**List of tasks:**
1. In the advice column, repeat the passage from "I'm a 40-year-old" up to and including "should we do?".
2. List the descriptive words that the sentence beginning "He's everything I've ever wanted" in the advice column applies to the partner.

**Passage for review:**
I'm a 40-year-old gay guy in love with a man ten years my senior. He's everything I've ever wanted—smart, thoughtful, and compassionate (not to mention hunky). But we are serodiscordant: He's HIV-positive and I'm HIV-negative. I feel confident about his future health. He looks great, has more energy than I do and his T-cells are in the normal range. His HIV meds have given him a normal life expectancy. But as we discuss becoming more serious and sexually monogamous, we’re both worried about the prospect of condomless intercourse. Even though his viral load is undetectable, and as I understand it, unlikely to transmit, we are reluctant to go down that road. After all, I’d be looking at a lifetime of medication as well. What should we do?
He Said: This is one to discuss with your medical doctor, but serodiscordant couples employ a range of strategies. The most obvious and effective of course would be to refrain from condomless sex. While I understand the lure of the intimacy of unprotected sex, I sometimes wonder if we sometimes place too much value on it. After all, the creative use of condoms can be sexy too. I highly recommend the use of lots of water-based lubrication and the "female condom," which is inserted into the rectum prior to penetration and is less intrusive for the top. If you insist on going bare, you should research PrEP or Pre-exposure Prophylaxis, which is the use of the anti-HIV medication Truvata for HIV-negative individuals as a preventative measure. This will reduce your risk even further, although not eliminate it altogether. Finally, of course, your risk of infection is much greater as a bottom than as a top so you might work on that skill. Some creative combination of the above strategies will mostly likely put you in a good and safer place. Figuring out what works best for both of you will take time, patience, and love, which, from the sound of it, you have in abundance.
She Said: Yes, you want to talk to your doctor and also look at official health sites such as the CDC and NIH. There is a definite vagueness to some of the research and recommendations regarding transmission through anal intercourse. Generally speaking (and greatly simplified), it looks as though if you took the condom off, your risk of getting HIV would be about 1 in 200, meaning if you had unprotected sex with your boyfriend 200 times, you’d probably become infected. But that number doesn’t take into account your boyfriend’s antiretroviral therapy, which can reduce the risk by 80 to 96 percent (which is staggering when you consider that condom use alone reduces the risk by 80 percent). Still, every official site recommends you keep the condom on rather than play the odds. Keep in mind that an undetectable viral load refers to your partner’s blood levels, which could vary from the levels present in his semen. PrEP is certainly an option but it also has its side effects. I have to admit, if I were in your shoes, I’d try to make my peace with condoms for the foreseeable future—possibly for life. I’d also consider expanding my definition of physical intimacy, which doesn’t always have to include ejaculation or even insertion.

**Records:**

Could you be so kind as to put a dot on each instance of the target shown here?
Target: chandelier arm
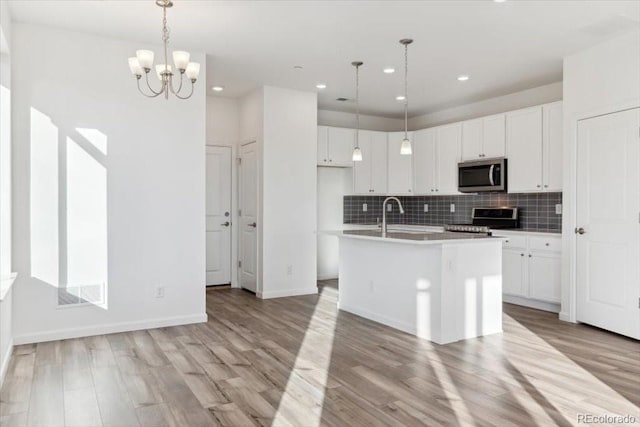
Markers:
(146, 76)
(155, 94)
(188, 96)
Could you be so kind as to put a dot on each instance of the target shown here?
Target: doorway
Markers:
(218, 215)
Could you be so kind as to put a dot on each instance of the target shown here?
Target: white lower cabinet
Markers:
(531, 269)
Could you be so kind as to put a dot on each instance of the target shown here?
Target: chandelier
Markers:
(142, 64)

==

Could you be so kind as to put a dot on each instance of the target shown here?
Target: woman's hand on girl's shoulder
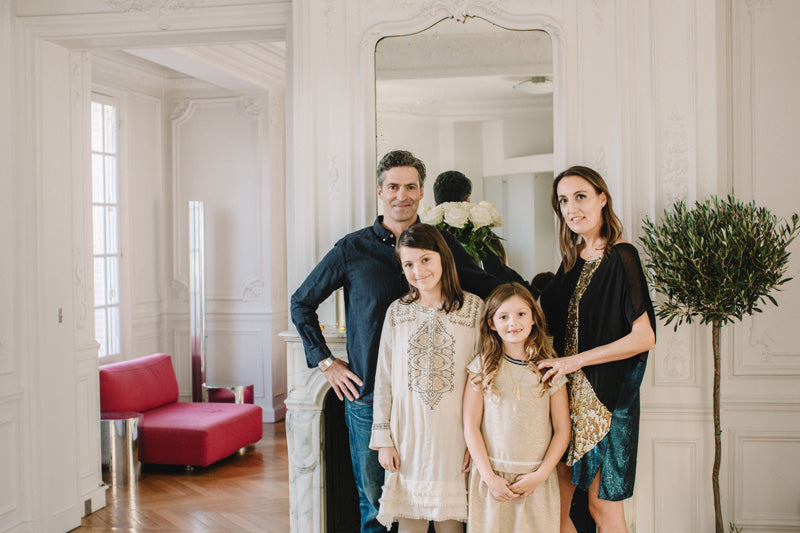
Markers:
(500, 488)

==

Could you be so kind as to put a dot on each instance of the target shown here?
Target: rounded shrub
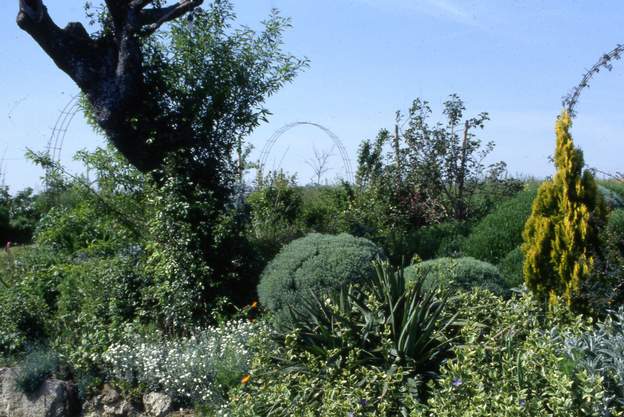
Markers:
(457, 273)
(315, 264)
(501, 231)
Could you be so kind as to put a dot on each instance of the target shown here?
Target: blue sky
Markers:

**Answers to the exercises:**
1.
I'm a 40-year-old gay guy in love with a man ten years my senior. He's everything I've ever wanted—smart, thoughtful, and compassionate (not to mention hunky). But we are serodiscordant: He's HIV-positive and I'm HIV-negative. I feel confident about his future health. He looks great, has more energy than I do and his T-cells are in the normal range. His HIV meds have given him a normal life expectancy. But as we discuss becoming more serious and sexually monogamous, we’re both worried about the prospect of condomless intercourse. Even though his viral load is undetectable, and as I understand it, unlikely to transmit, we are reluctant to go down that road. After all, I’d be looking at a lifetime of medication as well. What should we do?

2. smart, thoughtful, compassionate, hunky